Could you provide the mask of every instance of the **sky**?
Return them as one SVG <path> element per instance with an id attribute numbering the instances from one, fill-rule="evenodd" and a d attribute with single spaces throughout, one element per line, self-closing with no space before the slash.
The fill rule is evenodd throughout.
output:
...
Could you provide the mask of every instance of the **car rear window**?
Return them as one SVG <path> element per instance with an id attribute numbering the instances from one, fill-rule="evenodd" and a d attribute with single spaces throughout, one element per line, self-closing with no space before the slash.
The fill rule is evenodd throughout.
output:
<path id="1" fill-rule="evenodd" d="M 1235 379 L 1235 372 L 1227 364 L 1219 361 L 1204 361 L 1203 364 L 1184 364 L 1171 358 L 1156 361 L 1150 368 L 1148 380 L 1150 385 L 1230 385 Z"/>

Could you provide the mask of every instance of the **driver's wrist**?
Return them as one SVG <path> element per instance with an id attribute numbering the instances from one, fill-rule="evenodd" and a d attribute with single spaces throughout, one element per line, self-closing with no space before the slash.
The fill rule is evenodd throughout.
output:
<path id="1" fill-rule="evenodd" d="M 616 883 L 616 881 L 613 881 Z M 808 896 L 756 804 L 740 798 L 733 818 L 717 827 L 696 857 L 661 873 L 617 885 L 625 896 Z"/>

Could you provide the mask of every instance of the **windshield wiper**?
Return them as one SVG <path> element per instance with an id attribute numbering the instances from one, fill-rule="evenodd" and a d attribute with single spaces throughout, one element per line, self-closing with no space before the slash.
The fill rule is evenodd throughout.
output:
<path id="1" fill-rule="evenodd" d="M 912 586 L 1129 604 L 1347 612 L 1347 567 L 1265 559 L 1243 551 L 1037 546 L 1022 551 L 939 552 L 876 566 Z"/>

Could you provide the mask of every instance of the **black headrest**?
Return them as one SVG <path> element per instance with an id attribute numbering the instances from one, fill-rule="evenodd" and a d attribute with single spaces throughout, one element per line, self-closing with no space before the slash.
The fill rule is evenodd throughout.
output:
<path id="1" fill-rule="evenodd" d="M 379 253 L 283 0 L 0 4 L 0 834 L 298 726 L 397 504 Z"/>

→ **Problem description**:
Switch "black headrest" to "gray headrest" in the data, starting with the line that contains "Could you provide the mask of every instance of the **black" and going on through the line that contains "379 253 L 283", and give back only those lines with everything else unchanged.

→ **Solution below**:
Could you provide the mask of every instance of the **gray headrest**?
Return them as one SVG <path> element per instance with an id attribute numbering the instances from one, fill-rule="evenodd" and a d attribute with single spaces throughout, one element per line, self-closing with no space before the slash.
The fill rule is evenodd throughout.
output:
<path id="1" fill-rule="evenodd" d="M 379 253 L 283 0 L 0 4 L 0 834 L 298 726 L 397 504 Z"/>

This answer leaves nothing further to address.